(GOAL) Print the records below exactly as they appear.

::::::::::

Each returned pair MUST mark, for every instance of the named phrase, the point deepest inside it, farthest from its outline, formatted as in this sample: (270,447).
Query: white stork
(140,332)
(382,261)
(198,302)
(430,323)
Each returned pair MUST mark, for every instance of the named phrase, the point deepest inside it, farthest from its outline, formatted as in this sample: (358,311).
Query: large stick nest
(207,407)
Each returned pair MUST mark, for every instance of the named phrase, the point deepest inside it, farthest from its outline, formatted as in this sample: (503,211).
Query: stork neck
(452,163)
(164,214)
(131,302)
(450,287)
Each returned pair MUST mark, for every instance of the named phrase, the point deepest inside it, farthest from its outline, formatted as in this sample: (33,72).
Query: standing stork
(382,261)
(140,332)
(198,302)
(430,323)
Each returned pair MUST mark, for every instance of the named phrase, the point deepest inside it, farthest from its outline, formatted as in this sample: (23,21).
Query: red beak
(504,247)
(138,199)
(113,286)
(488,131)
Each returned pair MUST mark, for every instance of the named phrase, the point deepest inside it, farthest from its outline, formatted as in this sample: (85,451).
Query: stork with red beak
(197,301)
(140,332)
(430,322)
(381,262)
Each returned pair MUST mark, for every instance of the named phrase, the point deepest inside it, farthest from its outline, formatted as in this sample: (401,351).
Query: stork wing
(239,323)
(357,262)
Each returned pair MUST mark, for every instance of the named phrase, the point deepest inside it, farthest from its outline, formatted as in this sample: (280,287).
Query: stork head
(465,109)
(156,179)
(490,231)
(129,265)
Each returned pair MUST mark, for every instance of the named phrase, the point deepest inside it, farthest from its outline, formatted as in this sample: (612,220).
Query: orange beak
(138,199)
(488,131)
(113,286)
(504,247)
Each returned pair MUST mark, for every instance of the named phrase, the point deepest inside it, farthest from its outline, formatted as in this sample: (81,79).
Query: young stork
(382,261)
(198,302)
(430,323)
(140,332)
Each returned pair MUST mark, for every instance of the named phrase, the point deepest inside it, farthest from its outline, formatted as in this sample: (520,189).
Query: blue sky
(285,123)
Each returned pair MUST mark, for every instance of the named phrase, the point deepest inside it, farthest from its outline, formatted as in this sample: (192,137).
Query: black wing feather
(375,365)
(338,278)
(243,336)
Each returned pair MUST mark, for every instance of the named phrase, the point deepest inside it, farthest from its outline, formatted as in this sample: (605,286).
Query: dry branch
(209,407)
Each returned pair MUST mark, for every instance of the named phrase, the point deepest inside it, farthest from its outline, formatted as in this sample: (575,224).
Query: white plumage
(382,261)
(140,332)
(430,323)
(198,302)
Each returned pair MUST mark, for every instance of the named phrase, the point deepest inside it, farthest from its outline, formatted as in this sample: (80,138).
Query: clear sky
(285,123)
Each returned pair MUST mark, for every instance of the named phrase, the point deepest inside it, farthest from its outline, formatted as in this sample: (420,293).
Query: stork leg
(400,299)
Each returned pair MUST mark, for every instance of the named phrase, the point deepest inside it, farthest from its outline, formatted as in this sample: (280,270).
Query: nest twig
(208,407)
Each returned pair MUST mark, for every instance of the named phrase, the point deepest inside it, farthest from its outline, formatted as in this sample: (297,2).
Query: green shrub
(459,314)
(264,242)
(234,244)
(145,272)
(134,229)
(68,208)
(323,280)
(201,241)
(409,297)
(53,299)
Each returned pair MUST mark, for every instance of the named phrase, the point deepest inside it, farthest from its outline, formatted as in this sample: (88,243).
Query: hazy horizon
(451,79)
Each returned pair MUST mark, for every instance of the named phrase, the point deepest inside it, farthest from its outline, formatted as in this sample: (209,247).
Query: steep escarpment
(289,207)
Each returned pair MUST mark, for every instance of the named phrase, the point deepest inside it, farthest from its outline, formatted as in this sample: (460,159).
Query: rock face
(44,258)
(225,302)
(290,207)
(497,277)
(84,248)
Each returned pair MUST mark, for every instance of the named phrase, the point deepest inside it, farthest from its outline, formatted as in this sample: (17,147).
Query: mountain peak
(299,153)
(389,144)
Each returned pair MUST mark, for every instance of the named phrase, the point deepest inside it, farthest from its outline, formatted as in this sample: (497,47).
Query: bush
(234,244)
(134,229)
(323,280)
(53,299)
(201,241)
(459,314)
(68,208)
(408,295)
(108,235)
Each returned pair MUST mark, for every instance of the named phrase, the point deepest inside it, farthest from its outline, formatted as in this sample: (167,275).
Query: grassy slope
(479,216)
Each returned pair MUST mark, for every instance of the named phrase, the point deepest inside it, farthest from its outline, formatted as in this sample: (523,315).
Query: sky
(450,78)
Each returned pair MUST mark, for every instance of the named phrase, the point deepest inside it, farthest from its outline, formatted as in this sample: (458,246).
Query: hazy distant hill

::::::::::

(EXERCISE RESULT)
Each returned pair MUST mark, for every instance of the named phrase, the point deepest inside it, farthest from its outline, formatted as in this sample: (270,447).
Query: white stork
(140,332)
(382,261)
(198,302)
(430,323)
Each returned pair MUST mark, for every instance of the named phrase, the point deepest inside it, farthest from its outline, formatted as in this sample: (358,311).
Query: large stick nest
(207,407)
Each returned pair MUST mark, for every instance of the named phrase, the point deepest inside it, farthest from its outline, formatted as in this sample: (503,211).
Query: stork neck
(452,163)
(164,214)
(131,302)
(450,287)
Each returned pair MUST mark, for every instance of the named phrase, the point deepest inside it, farthest from its outline, formatted as in this sample: (33,72).
Query: standing stork
(382,261)
(140,332)
(198,302)
(430,323)
Each returned pair MUST mark, for every instance of the named phrase, the point deepest inside it, farthest from its outline, formatted as in this sample: (23,21).
Query: red beak
(504,247)
(138,199)
(113,286)
(488,131)
Each returned pair MUST mark, for every instance of the named phrase, the point deepest inside it, farthest from its outline, formatted as in this sample: (85,451).
Query: stork with red beak
(197,301)
(140,332)
(430,322)
(381,262)
Each returned pair MUST mark, for every instance of the named phrase, the point deepest inside it, farthest from its outline, formatted as in this sample: (401,351).
Query: stork wing
(239,323)
(357,262)
Each returned pair MUST mark, for every instance of the named phrase, the point deepest inside it, farthest from its outline, formatted as in this sample: (280,287).
Query: stork head
(465,109)
(156,179)
(490,231)
(129,265)
Each returned pair MUST mark, for every instance of the named phrase, the point deepest inside it, farthest from its outline, formatted as in this sample: (612,220).
Query: orange beak
(138,199)
(488,131)
(113,286)
(504,247)
Each returned pair MUST mark, for every instance of the named phrase, the point deepest inside it, farthest from its outline, formatted as in this sample: (81,79).
Query: young stork
(382,261)
(198,302)
(430,323)
(140,332)
Each returned pair MUST mark, for every instance of the named phrase, the point deepest inside it, farthest from its outline, formatted as in this sample: (520,189).
Query: blue sky
(285,123)
Each returned pair MUST mark, for every instance of the named phrase, the point deepest inside it, farthest from its outline, formatted as in this sample: (192,137).
Query: black wing feather
(375,365)
(338,278)
(243,336)
Each returned pair MUST mark, for every instance of the named phrase, the point deepest inside it, farthest from its outline, formatted as in this sample: (605,286).
Query: dry branch
(209,407)
Each returned pair MUST mark, for every instance of the named phrase, the point deepest inside it, farthest from its outline, formatted as in this sample: (575,224).
Query: white plumage
(382,261)
(140,332)
(430,323)
(198,302)
Each returned pair MUST mark, for every instance of the named phrase, the point deepest inside it, farthest from its outline, formatted as in this sample: (80,138).
Query: clear sky
(285,123)
Each returned pair MUST mark, for every instance of the named phrase, the point deepest inside it, farthest from its outline, formatted as in this sample: (420,293).
Query: stork leg
(400,299)
Each returned pair MUST mark, for every instance of the named phrase, the point deepest inside it, farthest from its outline, formatted as in this sample: (280,270).
Query: nest twig
(208,407)
Each returned pair MUST mark, for every instance of the named phrase, the point deepest inside it, farthest from its outline, formatted as in this sample: (297,2).
Query: green shrub
(459,314)
(264,242)
(234,244)
(145,272)
(134,229)
(68,208)
(323,280)
(201,241)
(409,297)
(53,299)
Each returned pair MUST mark, for every instance of the named phrase, the point deepest inside it, farthest from its outline, formatted as in this sample: (88,243).
Query: hazy horizon
(451,79)
Each returned pair MUST mark, for every instance of the named phrase, the point deepest inside it, farthest from its outline, formatted as in this sample: (209,247).
Query: steep escarpment
(289,207)
Each returned pair MUST mark, for every instance of the named phrase, the point deepest inside it, farthest from its outline, formatted as in this sample: (460,159).
Query: rock face
(44,258)
(225,302)
(290,207)
(497,277)
(84,248)
Each returned pair MUST mark, for every instance of the named phrase, the point deepest inside it, farthest from its outline, formatted as in this sample: (17,147).
Query: mountain peak
(299,153)
(389,144)
Each returned pair MUST mark, for every instance of the named phrase, the point deepest inside it, farthest from its outline, formatted as in this sample: (497,47).
Query: bush
(234,244)
(134,229)
(323,280)
(53,299)
(201,241)
(459,314)
(68,208)
(408,295)
(108,235)
Each returned pair MUST mark, for every instance of the named phrase, the point deepest inside it, farthest from its outline, formatted as in this sample: (167,275).
Query: grassy slope
(479,216)
Each returned pair MUST mark, for every instance of the named phrase, the point deepest inside it, farthest from its outline, formatted as in this sample: (523,315).
Query: sky
(450,78)
Each returned pair MUST mark, for every instance of the named phrase, the point deepest inside it, farthest from its outline, formatted as in this sample: (458,246).
Query: hazy distant hill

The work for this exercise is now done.